### Material shown
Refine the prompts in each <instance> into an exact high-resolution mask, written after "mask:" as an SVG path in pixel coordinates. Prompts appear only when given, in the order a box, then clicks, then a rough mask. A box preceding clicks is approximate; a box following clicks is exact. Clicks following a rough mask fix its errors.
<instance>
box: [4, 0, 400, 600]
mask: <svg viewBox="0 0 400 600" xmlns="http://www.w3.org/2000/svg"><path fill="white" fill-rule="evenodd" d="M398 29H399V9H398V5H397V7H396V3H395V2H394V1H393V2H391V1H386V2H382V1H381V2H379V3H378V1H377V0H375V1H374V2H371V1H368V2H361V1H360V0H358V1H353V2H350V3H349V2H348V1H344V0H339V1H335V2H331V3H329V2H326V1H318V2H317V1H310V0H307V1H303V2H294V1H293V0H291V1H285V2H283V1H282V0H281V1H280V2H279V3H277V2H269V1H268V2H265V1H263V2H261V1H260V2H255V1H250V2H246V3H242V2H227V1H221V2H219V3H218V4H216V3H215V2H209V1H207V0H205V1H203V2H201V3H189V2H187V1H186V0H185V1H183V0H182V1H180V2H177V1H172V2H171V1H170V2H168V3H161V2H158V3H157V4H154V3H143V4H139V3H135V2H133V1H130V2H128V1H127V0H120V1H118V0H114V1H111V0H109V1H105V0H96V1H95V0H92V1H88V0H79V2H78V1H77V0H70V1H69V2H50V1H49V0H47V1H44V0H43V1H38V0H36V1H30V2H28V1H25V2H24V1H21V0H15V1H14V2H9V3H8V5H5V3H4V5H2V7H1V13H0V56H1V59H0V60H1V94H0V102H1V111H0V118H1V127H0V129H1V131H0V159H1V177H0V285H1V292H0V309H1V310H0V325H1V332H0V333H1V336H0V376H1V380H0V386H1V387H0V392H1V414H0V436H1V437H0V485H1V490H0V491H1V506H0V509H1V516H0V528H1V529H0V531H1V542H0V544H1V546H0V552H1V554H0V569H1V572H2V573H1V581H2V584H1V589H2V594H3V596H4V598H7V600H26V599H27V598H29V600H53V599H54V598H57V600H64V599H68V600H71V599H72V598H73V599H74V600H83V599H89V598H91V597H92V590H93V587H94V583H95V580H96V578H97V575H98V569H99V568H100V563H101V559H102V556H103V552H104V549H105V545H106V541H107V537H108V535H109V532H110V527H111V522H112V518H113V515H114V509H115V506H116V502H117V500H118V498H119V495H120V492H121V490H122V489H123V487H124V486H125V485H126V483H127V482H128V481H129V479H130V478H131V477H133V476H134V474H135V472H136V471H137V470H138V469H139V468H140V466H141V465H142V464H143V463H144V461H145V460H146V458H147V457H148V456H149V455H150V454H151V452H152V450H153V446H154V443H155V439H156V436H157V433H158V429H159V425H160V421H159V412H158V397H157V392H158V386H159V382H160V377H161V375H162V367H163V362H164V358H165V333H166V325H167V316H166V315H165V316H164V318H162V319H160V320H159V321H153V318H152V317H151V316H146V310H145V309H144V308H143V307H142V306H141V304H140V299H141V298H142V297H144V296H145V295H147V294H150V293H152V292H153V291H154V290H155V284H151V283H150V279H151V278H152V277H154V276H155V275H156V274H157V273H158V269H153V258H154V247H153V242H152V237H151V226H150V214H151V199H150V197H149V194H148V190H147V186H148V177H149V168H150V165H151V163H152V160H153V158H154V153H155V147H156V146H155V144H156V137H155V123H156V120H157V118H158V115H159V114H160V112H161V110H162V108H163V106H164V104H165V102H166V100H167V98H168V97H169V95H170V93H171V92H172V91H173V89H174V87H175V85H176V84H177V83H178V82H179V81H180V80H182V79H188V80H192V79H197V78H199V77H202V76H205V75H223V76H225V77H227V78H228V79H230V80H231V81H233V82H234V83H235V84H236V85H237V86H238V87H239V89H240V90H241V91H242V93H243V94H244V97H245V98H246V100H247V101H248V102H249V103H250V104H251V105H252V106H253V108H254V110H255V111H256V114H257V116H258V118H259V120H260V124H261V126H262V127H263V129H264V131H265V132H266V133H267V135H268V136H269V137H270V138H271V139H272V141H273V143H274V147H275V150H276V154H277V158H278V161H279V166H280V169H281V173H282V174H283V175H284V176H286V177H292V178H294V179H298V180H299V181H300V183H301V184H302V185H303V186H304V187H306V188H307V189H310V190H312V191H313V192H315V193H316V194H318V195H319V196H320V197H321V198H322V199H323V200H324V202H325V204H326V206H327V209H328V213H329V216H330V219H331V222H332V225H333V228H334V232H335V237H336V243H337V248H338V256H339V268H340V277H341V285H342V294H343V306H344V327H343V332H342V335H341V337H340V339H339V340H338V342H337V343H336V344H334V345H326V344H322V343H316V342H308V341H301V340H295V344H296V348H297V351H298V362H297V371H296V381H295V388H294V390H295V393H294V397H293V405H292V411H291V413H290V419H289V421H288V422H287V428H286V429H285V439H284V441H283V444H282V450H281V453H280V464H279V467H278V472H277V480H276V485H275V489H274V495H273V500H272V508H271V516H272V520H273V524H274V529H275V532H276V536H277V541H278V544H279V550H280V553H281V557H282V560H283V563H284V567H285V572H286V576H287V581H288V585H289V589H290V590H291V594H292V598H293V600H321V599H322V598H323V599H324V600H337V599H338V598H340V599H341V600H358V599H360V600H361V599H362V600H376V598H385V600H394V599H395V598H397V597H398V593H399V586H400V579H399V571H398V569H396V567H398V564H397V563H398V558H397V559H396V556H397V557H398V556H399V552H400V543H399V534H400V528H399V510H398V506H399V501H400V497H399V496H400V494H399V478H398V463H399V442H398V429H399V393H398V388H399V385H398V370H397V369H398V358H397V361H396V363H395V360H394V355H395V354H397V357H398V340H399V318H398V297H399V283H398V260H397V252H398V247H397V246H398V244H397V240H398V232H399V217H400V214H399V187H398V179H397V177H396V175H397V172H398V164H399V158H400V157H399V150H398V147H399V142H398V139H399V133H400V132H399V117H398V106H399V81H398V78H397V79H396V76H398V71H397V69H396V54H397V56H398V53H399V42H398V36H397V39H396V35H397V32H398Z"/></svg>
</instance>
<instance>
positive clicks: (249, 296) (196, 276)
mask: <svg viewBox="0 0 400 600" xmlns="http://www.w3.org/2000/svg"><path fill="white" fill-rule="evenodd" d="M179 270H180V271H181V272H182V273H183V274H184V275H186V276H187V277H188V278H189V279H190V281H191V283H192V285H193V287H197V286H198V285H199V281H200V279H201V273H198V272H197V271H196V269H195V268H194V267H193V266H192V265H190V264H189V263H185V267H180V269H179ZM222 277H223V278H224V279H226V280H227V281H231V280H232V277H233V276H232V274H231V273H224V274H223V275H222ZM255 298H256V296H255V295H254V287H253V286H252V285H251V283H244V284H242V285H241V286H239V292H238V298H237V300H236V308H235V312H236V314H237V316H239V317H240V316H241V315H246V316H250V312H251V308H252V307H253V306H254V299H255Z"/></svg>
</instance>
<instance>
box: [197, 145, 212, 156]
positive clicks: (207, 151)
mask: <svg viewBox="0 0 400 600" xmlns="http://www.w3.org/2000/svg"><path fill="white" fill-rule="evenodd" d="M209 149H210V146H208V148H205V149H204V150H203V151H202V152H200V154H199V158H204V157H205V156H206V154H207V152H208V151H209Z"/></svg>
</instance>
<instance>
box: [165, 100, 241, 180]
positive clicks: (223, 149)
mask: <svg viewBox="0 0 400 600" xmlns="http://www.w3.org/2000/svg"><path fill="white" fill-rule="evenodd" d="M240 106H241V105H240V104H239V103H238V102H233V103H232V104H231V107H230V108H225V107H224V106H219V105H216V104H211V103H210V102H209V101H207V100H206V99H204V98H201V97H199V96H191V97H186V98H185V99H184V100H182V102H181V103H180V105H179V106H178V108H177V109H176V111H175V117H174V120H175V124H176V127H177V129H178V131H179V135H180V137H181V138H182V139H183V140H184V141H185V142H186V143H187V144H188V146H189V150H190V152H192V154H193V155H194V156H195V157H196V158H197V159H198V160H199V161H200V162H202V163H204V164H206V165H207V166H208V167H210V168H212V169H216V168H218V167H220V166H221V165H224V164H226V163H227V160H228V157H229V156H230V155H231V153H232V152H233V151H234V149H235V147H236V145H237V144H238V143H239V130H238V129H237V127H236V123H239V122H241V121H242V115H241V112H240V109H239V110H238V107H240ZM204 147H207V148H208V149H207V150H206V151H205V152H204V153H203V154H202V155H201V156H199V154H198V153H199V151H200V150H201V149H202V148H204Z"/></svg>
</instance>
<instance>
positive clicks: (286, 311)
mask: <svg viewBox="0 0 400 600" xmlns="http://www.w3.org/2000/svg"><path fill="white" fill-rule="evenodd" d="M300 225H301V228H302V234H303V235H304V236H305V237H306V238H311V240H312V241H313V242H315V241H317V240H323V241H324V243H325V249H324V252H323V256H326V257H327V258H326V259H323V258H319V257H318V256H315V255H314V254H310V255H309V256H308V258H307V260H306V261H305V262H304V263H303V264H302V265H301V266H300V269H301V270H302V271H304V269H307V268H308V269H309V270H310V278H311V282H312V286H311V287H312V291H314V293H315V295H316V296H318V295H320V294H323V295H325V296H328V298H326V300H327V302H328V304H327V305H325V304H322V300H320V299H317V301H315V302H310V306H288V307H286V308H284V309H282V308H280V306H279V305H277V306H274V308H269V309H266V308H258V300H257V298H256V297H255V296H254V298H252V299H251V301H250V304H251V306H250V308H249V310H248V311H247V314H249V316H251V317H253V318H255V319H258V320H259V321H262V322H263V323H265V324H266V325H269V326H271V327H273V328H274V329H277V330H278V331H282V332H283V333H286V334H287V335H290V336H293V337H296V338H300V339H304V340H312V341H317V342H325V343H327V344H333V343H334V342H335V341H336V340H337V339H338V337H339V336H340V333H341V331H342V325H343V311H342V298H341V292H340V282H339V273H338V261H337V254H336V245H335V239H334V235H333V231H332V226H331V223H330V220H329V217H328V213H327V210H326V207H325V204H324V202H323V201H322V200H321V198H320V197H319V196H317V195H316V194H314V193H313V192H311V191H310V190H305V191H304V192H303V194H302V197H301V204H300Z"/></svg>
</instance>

### About this exercise
Turn the stretch from the start of the data through the line that contains "box: [4, 0, 400, 600]" into a numbered list, one line per item and no blank lines. Leave out everything after that line.

### Problem solution
1. Refine the prompts in each <instance> into an exact high-resolution mask, written after "mask:" as an SVG path in pixel coordinates. Prompts appear only when given, in the order a box, then clicks, then a rough mask. A box preceding clicks is approximate; a box following clicks is exact. Clicks following a rough mask fix its errors.
2. <instance>
3. box: [4, 0, 400, 600]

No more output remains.